Exercise objective >>
Give only the number of lines in the records below that contain the word "white".
— Begin Dataset records —
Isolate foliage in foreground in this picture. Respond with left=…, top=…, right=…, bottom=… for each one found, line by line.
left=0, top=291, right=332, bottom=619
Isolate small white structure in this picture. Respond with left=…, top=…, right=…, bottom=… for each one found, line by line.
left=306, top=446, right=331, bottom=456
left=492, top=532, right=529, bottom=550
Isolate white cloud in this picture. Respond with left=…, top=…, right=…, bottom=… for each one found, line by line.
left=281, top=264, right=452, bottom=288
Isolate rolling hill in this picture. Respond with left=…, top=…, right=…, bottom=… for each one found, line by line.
— End Dataset records —
Written solution >>
2